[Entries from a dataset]

————————

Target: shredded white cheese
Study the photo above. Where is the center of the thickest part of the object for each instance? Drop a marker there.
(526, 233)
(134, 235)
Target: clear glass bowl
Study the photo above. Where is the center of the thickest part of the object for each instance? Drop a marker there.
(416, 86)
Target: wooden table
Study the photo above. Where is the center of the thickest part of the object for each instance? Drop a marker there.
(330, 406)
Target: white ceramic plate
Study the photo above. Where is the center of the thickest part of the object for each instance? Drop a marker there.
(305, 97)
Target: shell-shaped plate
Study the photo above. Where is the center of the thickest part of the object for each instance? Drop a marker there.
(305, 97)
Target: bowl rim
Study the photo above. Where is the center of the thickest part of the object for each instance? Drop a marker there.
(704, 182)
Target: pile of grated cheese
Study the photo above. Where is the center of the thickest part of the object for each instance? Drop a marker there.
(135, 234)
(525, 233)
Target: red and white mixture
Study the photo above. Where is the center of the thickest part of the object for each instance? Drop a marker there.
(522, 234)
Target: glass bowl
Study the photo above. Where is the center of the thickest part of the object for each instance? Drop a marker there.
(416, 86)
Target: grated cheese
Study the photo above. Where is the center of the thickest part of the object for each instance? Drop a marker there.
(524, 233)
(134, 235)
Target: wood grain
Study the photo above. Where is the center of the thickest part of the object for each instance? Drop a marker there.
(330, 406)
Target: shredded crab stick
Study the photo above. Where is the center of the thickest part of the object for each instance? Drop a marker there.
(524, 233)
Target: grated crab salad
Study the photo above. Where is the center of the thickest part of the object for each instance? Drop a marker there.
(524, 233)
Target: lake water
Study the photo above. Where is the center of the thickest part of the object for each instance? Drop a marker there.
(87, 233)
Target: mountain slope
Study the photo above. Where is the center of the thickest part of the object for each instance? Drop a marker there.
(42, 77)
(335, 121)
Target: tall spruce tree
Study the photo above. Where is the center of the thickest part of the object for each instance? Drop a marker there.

————————

• TASK DESCRIPTION
Convert every line of the material above into a Markdown table with two columns, No. and Line, numbering the rows in order and leaving out blank lines.

• RESULT FOR THIS TASK
| No. | Line |
|---|---|
| 1 | Target: shredded white cheese |
| 2 | Study the photo above. Where is the center of the thickest part of the object for each instance? Drop a marker there. |
| 3 | (526, 233) |
| 4 | (134, 235) |
| 5 | Target: clear glass bowl |
| 6 | Study the photo above. Where is the center of the thickest part of the object for each instance? Drop a marker there. |
| 7 | (416, 86) |
| 8 | Target: wooden table |
| 9 | Study the photo above. Where is the center of the thickest part of the object for each instance? Drop a marker there. |
| 10 | (330, 406) |
| 11 | Target: white ceramic plate |
| 12 | Study the photo above. Where is the center of the thickest part of the object for each instance? Drop a marker there. |
| 13 | (305, 97) |
| 14 | Target: shell-shaped plate |
| 15 | Study the photo above. Where is the center of the thickest part of the object for each instance? Drop a marker there. |
| 16 | (305, 97) |
| 17 | Target: bowl rim |
| 18 | Study the photo above. Where is the center of the thickest part of the object for each instance? Drop a marker there. |
| 19 | (704, 182) |
| 20 | Target: pile of grated cheese |
| 21 | Study the photo above. Where is the center of the thickest part of the object for each instance? Drop a marker there. |
| 22 | (135, 234) |
| 23 | (525, 233) |
| 24 | Target: red and white mixture |
| 25 | Study the photo above. Where is the center of the thickest part of the object for each instance? Drop a marker there. |
| 26 | (522, 234) |
| 27 | Target: glass bowl |
| 28 | Study the photo above. Where is the center of the thickest part of the object for each instance? Drop a marker there. |
| 29 | (416, 86) |
| 30 | Target: grated cheese |
| 31 | Study the photo above. Where is the center of the thickest part of the object for each instance? Drop a marker there. |
| 32 | (524, 233) |
| 33 | (134, 235) |
| 34 | Target: wood grain |
| 35 | Study the photo above. Where is the center of the thickest part of the object for each instance? Drop a marker there. |
| 36 | (330, 406) |
| 37 | Target: shredded crab stick |
| 38 | Study the photo above. Where is the center of the thickest part of the object for each instance? Drop a marker there. |
| 39 | (524, 233) |
| 40 | Target: grated crab salad |
| 41 | Study the photo above. Where is the center of the thickest part of the object for each instance? Drop a marker there. |
| 42 | (524, 233) |
| 43 | Target: lake water |
| 44 | Study the photo above. Where is the center of the thickest part of the object for each instance? Drop a marker there. |
| 45 | (87, 233) |
| 46 | Target: mountain slope |
| 47 | Study the photo above. Where is the center of the thickest part of the object for each instance? Drop a marker there. |
| 48 | (42, 77) |
| 49 | (335, 121) |
| 50 | Target: tall spruce tree |
| 51 | Study the photo above. Where is the center of the thickest part of the object for each instance? Drop a marker there. |